** Opening Passage provided block **

2. Rapport sur l'activite du Comite international de la CroixRouge en faveur des "partisans" tombes aux mains do l'ennemi, Geneva, October 1946.
To begin with, it will be quite clear that the war did not end in Yugoslavia in April or May, 1941. Article 42 of the Annex to the Hague Conventions states very clearly that:
A territory is considered occupied when it is actually placed under the authority of the hostile army. The occupation extends only to the territory where such authority has been established and can be exercised.
The second sentence quoted above is of special importance. No doubt the Germans, had they so chosen, could have left sufficient troops in Yugoslavia to establish their authority throughout the country. But they chose not to do this. They were pre-occupied with the forth-coming campaign in Russia, and pulled out their troops before hostilities had been fully concluded in practical effect and while large portions of the country, particularly in the mountains, were controlled by substantial enemy forces who announced openly that they would continue to resist. Whatever might be the rule in other circumstances, it was not open to the Germans to sweep through Yugoslavia, evacuate the bulk of their troops before their authority had been fully established, and then declare that all future resistance would be considered a violation of the laws of war.
Furthermore, the cause of the Yugoslavian and Greek resistance forces was at no time hopeless, as events have abundantly proved. Governments-in-exile were promptly established, under whose authority these forces continued their operations, indeed, long before the end of the war, there was an enemy government within Yugoslavia. Powerful allies of the Yugoslavs and Greeks continued to maintain armies in the field and to assist the resistance groups.

** Closing Passage provided block **

Set of tasks ->
• a. Using the passage on the occupation of Yugoslavia, say whether each statement agrees with it, and quote the words that decide it: (i) The Germans pulled out their troops because they were busy with the coming campaign in Russia. (ii) Governments-in-exile were set up only late in the war. (iii) The war in Yugoslavia ended in April or May, 1941.
• b. Write the next part of the passage on the occupation of Yugoslavia, picking up after its last sentence.
The rows that come next are separate material and have nothing to do with the passage on the occupation of Yugoslavia.

** Opening Given information block **

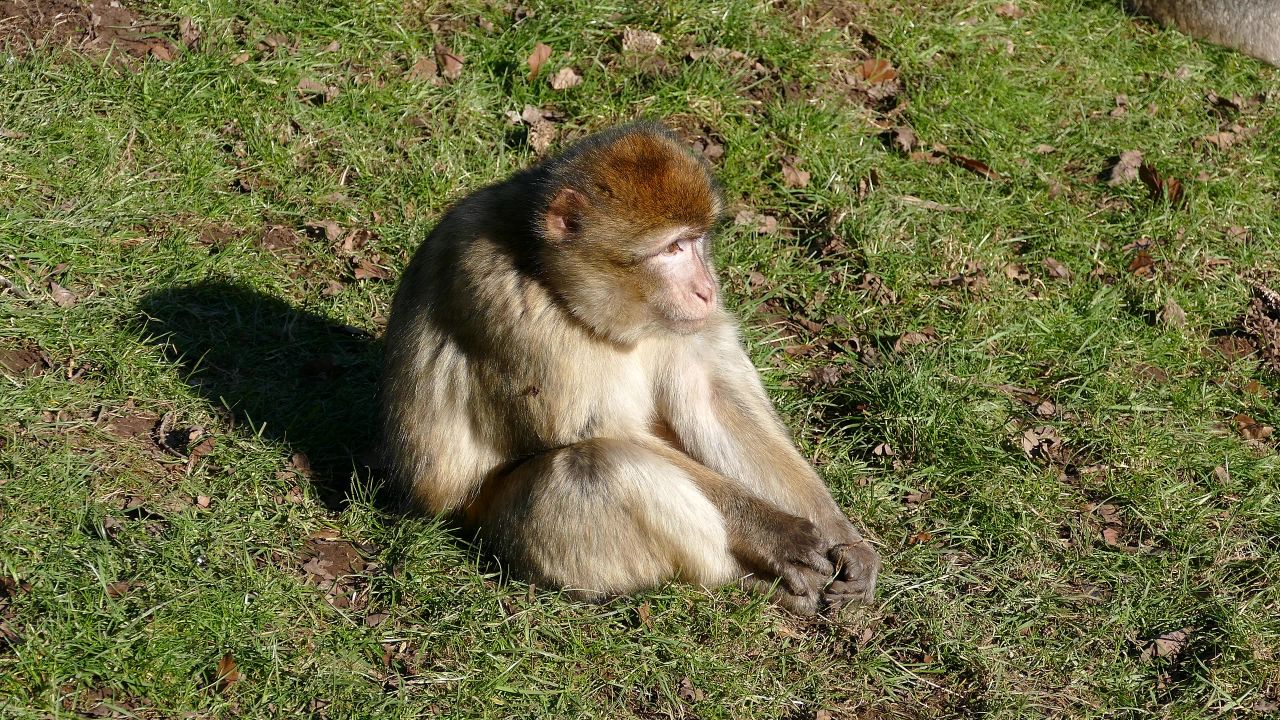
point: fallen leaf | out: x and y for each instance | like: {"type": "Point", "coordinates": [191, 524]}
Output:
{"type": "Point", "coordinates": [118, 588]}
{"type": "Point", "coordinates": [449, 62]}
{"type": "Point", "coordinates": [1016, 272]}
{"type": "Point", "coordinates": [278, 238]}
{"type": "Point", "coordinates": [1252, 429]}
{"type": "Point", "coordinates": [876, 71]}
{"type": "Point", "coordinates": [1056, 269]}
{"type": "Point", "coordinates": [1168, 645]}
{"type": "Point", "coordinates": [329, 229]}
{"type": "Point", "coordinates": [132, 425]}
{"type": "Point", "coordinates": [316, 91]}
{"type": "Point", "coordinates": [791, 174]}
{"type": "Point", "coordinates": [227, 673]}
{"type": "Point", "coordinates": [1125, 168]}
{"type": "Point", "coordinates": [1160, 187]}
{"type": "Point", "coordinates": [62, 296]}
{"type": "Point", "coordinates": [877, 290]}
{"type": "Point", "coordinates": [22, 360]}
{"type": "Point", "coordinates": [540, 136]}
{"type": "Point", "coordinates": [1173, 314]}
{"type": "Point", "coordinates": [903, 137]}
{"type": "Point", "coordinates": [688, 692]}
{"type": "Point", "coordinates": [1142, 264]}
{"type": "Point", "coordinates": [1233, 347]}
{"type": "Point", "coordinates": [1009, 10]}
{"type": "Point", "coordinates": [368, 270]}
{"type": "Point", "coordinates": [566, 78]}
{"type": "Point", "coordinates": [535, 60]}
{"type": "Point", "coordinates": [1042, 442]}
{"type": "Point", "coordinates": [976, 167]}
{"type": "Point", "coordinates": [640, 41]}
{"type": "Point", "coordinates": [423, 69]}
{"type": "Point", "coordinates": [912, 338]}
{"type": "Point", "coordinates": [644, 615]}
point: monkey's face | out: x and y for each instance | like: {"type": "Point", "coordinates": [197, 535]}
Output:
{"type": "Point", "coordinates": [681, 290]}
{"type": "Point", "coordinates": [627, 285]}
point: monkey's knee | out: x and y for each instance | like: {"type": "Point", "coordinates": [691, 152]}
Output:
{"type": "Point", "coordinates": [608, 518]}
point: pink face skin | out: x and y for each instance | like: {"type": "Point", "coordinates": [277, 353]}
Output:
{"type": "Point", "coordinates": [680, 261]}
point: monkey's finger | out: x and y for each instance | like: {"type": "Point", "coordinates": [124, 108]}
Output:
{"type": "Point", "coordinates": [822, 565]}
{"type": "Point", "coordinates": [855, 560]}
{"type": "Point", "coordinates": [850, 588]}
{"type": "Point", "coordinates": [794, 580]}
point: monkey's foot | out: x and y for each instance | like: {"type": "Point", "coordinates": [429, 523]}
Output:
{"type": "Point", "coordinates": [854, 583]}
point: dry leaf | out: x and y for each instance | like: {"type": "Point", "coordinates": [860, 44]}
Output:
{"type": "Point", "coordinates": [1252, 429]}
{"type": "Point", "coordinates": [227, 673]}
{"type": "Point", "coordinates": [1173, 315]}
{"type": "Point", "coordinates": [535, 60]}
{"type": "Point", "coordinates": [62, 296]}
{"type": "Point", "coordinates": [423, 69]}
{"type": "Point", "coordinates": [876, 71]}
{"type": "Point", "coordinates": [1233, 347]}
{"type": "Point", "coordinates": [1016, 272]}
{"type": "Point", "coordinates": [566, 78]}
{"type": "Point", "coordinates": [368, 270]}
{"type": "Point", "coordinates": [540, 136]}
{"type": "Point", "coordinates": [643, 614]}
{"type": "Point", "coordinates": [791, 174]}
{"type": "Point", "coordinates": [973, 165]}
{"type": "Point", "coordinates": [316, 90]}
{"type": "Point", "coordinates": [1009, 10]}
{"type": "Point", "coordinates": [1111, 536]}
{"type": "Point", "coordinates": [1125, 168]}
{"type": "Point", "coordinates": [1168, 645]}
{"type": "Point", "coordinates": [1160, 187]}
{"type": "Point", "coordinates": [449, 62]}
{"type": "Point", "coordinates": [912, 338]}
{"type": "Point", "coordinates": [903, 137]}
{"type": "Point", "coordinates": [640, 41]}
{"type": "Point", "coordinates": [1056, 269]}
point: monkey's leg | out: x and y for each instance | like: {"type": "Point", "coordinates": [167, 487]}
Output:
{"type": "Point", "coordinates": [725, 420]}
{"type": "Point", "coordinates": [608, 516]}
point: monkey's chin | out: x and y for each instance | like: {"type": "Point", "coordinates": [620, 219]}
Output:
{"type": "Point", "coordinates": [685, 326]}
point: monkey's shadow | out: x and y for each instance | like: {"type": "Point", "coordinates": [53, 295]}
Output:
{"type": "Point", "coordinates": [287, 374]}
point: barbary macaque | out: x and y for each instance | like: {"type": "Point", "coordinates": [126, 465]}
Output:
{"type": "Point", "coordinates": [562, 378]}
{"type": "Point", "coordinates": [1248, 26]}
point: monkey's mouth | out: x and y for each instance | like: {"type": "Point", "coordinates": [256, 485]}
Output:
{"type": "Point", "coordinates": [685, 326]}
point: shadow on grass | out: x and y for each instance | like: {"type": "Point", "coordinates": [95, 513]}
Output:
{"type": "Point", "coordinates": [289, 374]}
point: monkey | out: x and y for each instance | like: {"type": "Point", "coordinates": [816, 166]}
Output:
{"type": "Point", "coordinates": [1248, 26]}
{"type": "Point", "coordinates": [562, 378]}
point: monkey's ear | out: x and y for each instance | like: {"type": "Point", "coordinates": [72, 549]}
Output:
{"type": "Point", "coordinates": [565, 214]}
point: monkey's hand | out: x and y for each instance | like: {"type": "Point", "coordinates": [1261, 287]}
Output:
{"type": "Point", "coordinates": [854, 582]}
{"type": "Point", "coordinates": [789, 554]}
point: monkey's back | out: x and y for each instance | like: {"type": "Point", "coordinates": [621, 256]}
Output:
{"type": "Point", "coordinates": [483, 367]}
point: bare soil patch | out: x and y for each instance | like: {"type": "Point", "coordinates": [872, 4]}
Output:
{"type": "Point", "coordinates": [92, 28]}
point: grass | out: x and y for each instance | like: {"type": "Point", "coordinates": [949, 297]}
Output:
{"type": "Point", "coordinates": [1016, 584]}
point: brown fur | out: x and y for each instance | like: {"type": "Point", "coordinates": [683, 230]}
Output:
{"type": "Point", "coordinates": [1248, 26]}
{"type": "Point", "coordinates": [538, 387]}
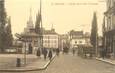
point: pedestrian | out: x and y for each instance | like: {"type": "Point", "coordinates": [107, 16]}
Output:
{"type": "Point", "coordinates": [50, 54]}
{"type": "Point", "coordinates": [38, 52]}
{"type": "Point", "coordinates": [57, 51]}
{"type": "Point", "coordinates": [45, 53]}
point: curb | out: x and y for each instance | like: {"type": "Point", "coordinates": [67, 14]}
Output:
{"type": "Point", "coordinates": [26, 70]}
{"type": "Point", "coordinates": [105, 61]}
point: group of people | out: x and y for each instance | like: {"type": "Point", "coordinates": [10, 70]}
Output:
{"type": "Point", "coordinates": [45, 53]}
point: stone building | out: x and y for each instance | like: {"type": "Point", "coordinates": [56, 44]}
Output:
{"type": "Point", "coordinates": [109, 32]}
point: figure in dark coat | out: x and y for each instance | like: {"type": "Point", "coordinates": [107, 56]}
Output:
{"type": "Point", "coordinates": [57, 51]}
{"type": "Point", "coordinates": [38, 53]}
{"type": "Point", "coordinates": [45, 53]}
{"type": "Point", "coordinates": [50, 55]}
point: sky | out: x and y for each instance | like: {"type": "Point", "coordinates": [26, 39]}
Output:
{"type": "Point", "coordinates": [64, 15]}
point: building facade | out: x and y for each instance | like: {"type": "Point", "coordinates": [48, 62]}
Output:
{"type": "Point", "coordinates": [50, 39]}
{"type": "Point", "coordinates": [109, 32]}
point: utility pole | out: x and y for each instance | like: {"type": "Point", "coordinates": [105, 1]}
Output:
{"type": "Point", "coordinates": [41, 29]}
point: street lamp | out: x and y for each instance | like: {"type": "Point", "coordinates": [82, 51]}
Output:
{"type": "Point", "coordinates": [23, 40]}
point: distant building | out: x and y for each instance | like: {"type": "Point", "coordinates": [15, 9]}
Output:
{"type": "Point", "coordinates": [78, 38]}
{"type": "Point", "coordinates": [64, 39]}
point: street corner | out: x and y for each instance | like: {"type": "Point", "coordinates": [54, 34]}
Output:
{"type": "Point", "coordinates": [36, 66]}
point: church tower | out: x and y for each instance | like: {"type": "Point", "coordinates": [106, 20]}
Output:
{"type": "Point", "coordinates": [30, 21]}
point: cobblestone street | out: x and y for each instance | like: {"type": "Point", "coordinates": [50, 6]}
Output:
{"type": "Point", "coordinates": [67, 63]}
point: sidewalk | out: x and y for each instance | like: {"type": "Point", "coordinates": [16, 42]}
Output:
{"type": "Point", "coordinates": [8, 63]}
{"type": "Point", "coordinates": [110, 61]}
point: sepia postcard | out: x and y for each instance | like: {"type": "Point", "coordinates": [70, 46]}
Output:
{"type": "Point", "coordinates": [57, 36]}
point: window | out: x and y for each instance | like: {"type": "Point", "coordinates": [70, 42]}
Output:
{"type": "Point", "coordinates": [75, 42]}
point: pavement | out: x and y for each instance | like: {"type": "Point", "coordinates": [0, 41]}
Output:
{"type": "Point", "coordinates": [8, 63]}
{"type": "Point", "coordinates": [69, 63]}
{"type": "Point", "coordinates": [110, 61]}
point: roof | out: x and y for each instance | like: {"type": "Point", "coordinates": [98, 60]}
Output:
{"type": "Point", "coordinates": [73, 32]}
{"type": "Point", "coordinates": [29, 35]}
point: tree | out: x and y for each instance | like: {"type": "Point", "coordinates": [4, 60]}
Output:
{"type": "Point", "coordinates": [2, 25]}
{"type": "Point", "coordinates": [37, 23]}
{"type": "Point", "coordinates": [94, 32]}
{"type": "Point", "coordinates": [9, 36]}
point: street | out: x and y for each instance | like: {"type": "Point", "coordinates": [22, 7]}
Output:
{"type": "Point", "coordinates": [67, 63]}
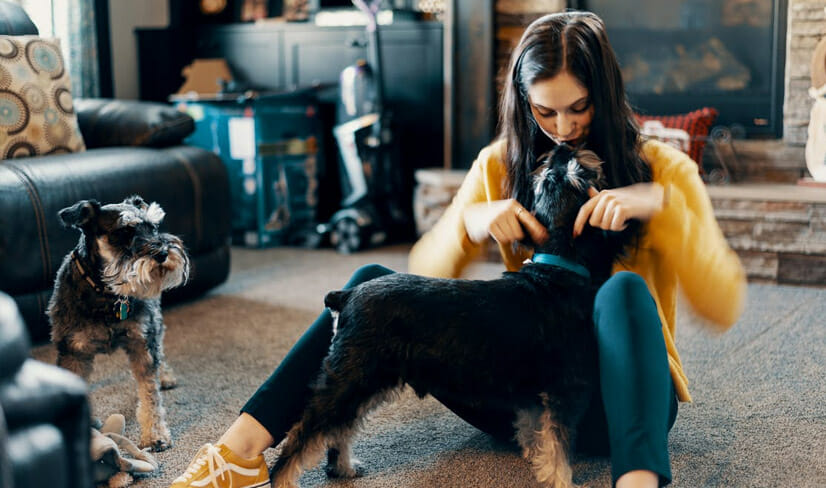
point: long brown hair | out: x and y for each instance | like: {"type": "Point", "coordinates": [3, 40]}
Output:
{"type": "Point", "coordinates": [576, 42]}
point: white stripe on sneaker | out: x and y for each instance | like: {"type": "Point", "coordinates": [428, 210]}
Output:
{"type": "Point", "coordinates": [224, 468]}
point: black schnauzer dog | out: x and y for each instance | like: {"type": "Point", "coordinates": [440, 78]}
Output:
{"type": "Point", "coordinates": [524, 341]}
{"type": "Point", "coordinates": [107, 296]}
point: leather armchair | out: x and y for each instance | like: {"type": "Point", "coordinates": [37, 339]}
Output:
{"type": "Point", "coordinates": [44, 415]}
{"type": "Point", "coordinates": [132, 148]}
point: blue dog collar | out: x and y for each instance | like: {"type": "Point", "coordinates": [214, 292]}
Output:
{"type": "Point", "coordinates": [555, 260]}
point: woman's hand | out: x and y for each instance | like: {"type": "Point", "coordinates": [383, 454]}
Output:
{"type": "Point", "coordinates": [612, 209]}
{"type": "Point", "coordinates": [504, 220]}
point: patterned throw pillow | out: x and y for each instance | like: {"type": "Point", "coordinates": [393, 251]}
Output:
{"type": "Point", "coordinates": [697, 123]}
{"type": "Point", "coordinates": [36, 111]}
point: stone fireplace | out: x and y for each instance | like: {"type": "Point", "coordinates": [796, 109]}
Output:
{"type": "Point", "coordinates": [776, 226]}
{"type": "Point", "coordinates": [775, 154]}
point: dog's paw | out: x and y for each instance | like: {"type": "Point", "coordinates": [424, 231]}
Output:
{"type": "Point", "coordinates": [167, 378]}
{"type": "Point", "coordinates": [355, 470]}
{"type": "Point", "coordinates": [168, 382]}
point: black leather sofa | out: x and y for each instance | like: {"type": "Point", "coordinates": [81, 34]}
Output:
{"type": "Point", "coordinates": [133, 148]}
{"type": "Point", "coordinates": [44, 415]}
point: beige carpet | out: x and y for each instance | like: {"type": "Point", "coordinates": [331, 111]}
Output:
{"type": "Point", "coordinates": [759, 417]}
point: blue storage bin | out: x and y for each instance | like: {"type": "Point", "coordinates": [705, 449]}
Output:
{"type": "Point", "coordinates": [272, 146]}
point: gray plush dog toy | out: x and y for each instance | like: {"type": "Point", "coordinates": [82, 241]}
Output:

** Closing Given information block **

Task results ->
• a.
(i) Yes: "They were pre-occupied with the forth-coming campaign in Russia, and pulled out their troops"
(ii) No: "Governments-in-exile were promptly established"
(iii) No: "the war did not end in Yugoslavia in April or May, 1941"

• b.
Furthermore, if we look at the question as presented in this case from a practical standpoint, we again discover that the case is not nearly so difficult as it seemed at first blush. If resistance forces consist only of a few small bands, whose activities are limited to sniping and minor sabotage and who enjoy no support from other powers, there may indeed be reason for denying them the status of belliger ents.
1 But there can be no reason for such a policy when the enemy remains in large numbers, and fights in large units and with modern weapons. To deny his troops the status of belligerents under such circumstances will merely invite counter-reprisals against troops of the occupying power, and a senseless war of extermination may ensue. Even more important, such a policy will inevitably rally more and more inhabitants of the occupied country to the standard of the resistance forces. These very arguments were presented to Loehr and Lueters by Colonel Heinz, Commander of the 4th Brandenburg regiment, in July 1943. Discussing the impossibility of capturing Tito and his staff by orthodox military action, Heinz declared:
Such an elimination can only be achieved by former partisans in cooperation with the Brandenburg regiments.
The method followed up to now of shooting to death all partisans without distinction, could never be successful. Many became partisans by the combined influence of several circumstances such as Usataschi-Moslem-or Cetnik-atrocities, want and starvation, terror and duress by other partisans.
They stay partisans because the way back is blocked by the German orders. They have lost their country and their family, and so they fight to their death.
Since the political conditions in Croatia are not improving, now partisans replace those who are killed.
According to observations of my troop, it would have been possible to win over a certain percentage of the captured partisans for fighting on the German side, if their lives were spared and food, as well as their return to their homesteads later on, were guaranteed.
1. But the distinguished jurist, Oppenheim, would not even agree with this statement, Oppenheim, International Law, Sec. 60 (1928).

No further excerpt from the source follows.